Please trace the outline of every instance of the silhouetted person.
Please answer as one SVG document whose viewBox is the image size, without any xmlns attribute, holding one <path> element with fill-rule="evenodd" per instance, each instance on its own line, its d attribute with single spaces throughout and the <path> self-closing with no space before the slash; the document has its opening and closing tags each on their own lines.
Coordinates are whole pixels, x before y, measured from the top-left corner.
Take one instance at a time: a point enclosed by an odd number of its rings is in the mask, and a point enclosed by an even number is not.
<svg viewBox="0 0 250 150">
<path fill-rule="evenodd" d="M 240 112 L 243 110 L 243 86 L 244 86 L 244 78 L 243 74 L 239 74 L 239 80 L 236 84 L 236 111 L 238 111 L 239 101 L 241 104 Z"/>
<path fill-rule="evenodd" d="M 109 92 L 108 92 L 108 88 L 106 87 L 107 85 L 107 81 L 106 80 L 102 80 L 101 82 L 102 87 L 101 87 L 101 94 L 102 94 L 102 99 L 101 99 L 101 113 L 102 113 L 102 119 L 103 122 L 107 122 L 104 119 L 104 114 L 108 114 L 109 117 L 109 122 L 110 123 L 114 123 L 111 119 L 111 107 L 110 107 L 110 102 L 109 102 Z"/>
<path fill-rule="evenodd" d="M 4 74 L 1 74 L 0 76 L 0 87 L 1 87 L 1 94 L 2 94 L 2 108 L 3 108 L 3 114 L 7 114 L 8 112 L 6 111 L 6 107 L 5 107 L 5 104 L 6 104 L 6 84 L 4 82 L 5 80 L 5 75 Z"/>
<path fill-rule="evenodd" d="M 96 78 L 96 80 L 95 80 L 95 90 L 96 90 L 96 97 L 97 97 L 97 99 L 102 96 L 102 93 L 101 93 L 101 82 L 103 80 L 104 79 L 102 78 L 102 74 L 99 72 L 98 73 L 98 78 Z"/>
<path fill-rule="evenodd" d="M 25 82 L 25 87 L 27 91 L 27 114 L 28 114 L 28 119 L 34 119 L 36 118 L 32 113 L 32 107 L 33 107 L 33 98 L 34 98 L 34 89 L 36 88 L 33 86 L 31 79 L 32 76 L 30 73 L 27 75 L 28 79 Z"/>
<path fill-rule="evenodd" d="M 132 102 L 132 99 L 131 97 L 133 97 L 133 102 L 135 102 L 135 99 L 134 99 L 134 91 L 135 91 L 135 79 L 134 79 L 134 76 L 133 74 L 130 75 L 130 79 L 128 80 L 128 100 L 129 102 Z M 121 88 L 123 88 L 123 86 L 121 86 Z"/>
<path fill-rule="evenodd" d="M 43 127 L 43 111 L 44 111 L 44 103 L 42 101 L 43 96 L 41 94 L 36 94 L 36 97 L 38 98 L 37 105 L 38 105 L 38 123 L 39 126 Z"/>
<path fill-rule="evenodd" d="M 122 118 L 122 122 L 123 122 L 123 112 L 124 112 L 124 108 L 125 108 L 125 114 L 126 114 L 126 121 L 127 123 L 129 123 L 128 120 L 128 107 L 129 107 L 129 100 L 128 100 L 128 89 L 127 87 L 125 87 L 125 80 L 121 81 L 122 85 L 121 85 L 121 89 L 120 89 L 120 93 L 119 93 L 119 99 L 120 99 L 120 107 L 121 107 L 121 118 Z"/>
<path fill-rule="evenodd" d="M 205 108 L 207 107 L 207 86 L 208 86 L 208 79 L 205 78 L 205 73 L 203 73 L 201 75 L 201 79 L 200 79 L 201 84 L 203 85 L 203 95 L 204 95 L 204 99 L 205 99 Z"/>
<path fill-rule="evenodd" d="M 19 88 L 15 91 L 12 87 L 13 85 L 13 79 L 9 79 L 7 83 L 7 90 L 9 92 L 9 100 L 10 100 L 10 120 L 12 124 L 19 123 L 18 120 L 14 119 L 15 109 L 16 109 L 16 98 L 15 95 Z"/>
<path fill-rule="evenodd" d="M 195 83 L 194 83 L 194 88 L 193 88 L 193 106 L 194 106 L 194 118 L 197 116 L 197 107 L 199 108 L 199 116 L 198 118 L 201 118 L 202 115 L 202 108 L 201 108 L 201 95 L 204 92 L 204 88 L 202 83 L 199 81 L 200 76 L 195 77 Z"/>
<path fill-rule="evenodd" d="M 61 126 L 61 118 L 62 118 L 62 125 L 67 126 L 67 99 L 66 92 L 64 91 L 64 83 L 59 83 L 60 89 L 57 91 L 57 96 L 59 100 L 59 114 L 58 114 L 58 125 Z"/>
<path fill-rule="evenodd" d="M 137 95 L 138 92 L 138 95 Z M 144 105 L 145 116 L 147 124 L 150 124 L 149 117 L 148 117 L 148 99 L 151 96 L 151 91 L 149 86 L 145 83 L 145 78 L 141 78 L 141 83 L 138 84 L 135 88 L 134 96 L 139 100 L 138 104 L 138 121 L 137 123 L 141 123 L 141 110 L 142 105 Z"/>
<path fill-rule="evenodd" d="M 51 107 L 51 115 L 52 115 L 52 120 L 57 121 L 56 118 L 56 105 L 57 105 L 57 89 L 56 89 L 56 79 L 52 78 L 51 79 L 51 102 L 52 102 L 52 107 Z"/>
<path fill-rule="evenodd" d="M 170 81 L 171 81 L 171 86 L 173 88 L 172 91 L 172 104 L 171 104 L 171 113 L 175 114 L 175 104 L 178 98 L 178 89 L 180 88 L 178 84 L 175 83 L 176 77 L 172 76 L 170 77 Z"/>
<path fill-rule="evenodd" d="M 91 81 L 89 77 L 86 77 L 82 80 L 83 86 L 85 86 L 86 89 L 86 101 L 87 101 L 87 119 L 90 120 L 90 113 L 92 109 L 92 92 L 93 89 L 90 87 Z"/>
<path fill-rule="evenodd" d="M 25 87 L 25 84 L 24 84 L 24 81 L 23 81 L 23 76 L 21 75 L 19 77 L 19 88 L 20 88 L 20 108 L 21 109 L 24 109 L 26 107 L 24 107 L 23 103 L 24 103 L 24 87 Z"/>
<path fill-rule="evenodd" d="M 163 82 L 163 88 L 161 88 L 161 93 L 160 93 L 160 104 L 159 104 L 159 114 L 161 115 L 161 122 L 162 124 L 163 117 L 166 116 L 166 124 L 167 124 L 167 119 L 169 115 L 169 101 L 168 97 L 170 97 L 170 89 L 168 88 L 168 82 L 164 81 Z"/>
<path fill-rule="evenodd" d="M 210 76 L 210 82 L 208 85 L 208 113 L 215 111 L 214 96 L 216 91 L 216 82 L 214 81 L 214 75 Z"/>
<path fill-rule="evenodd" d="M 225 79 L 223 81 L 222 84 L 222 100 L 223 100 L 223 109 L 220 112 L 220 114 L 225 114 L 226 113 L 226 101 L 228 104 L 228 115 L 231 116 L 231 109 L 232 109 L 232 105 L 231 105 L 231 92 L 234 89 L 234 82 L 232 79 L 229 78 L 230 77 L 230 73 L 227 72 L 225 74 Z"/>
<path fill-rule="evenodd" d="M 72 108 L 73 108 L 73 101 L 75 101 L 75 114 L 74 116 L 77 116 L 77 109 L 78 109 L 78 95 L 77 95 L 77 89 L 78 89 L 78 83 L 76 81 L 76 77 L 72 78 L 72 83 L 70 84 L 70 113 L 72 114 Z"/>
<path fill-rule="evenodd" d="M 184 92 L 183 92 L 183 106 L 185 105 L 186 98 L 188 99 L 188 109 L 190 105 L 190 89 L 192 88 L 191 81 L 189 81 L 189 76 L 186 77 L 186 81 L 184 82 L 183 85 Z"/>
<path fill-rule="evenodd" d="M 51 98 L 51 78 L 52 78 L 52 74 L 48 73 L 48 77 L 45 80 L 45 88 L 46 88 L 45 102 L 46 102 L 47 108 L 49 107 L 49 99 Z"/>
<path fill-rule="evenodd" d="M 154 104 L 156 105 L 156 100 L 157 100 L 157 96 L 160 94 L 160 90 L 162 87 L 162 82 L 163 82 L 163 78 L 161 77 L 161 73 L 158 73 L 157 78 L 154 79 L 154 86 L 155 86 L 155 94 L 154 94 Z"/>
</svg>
_ _ _ _ _
**What to work on**
Copy the items word for word, starting at the first line and ending after the line that contains "Please answer as".

**The answer**
Please trace the outline of every instance of the silhouetted person.
Please answer as one SVG document whose viewBox is the image size, without any xmlns attribute, holding one <path> element with fill-rule="evenodd" per instance, each instance on its own line, its d attribute with single spaces throughout and the <path> self-closing with no space before the slash; the document has its opening and closing tags each on their own lines.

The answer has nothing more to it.